• **Task statement**
Output the listing as a JSON list of strings, one per line with blank lines omitted. Begin at the first line of the listing and stop after the line that contains "[0, 359, 87, 428]".

• **Extracted records**
□ □ □ □

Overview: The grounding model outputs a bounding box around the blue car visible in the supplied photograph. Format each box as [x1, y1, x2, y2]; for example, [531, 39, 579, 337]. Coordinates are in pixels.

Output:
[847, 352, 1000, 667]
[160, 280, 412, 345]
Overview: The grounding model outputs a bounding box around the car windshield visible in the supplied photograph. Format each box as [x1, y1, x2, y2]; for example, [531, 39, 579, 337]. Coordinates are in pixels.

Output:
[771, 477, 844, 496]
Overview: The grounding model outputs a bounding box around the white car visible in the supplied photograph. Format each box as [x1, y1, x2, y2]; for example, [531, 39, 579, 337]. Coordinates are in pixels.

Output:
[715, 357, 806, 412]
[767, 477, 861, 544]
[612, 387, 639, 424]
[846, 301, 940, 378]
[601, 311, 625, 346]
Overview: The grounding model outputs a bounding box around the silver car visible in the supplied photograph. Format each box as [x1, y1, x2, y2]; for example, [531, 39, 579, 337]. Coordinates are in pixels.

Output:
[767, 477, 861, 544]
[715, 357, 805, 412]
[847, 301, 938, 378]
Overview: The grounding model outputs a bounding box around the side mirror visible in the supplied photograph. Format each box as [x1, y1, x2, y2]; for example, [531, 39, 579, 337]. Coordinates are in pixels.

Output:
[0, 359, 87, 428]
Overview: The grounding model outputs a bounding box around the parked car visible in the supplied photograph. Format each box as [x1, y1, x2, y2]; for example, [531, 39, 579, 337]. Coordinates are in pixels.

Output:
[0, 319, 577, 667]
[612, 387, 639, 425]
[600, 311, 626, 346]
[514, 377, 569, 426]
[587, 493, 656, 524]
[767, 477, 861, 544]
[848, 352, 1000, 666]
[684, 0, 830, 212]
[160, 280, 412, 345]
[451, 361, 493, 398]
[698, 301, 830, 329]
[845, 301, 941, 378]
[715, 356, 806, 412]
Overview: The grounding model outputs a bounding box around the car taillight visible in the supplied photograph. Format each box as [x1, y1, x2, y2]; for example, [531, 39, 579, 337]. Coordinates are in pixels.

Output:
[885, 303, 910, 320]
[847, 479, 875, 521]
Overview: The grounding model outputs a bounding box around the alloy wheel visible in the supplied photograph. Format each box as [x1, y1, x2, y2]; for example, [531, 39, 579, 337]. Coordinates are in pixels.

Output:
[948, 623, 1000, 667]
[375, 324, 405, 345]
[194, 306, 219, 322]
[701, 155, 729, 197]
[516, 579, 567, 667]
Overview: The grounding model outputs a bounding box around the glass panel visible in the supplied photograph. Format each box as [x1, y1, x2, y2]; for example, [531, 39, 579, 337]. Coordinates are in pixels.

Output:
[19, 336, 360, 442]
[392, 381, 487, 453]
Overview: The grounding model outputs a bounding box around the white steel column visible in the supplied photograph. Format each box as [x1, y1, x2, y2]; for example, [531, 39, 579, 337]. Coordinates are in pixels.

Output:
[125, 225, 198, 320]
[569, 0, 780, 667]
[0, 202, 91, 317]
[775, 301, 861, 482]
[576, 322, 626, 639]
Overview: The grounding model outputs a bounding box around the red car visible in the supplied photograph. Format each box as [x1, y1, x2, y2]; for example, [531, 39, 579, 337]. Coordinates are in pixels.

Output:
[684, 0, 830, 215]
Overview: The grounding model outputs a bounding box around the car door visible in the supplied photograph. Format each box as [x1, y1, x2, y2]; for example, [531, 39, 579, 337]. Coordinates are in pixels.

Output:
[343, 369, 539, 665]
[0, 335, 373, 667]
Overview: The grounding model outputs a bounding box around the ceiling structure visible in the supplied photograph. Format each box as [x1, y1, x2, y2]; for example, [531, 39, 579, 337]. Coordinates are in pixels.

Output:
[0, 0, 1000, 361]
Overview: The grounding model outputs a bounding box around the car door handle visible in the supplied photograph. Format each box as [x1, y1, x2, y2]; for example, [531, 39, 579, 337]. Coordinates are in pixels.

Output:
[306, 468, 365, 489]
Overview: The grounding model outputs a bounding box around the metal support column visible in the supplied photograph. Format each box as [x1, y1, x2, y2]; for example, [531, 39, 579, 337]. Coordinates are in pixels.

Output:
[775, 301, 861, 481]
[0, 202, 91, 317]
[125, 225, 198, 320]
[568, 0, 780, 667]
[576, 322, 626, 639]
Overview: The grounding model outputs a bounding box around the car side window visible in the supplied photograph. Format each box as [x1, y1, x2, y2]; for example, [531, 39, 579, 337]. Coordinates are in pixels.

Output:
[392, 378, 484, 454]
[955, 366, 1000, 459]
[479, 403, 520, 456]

□ □ □ □

• **Correct output**
[
  "Overview: The grounding model outputs a bounding box around the blue car visible in the supplied photograph. Format each box as [x1, y1, x2, y2]; for example, [531, 39, 579, 337]. Coordinates are in pixels.",
  "Output:",
  "[847, 352, 1000, 667]",
  "[160, 280, 412, 345]",
  "Overview: The grounding model outputs a bounding box around the car windshield visible in the supplied photograph. Format each box as [x1, y1, x2, y2]; for example, [531, 39, 579, 337]. Coordinates are in pixels.",
  "Output:",
  "[771, 477, 844, 496]",
  "Overview: The grounding model outputs a bounding box around the white car visible in the supplied photograph. Format each box as [x1, y1, x2, y2]; for example, [531, 39, 579, 337]. Coordinates are in pixels.",
  "Output:",
  "[715, 357, 806, 412]",
  "[767, 477, 861, 544]",
  "[612, 387, 639, 424]",
  "[846, 301, 940, 378]",
  "[601, 311, 625, 346]",
  "Overview: The grounding model outputs a bounding box around the silver car visible in the supplied photograph. Format each box as [x1, y1, x2, y2]; for example, [531, 39, 579, 337]. Coordinates are in pixels.",
  "Output:",
  "[767, 477, 861, 544]",
  "[715, 357, 805, 412]",
  "[847, 301, 938, 378]",
  "Overview: The grounding model outputs a bounding box around the side mirror visible in the supplied photograph. Format each box as [x1, y1, x2, y2]; for example, [531, 39, 579, 337]. Coordinates are in pixels.",
  "Output:",
  "[0, 359, 87, 428]"
]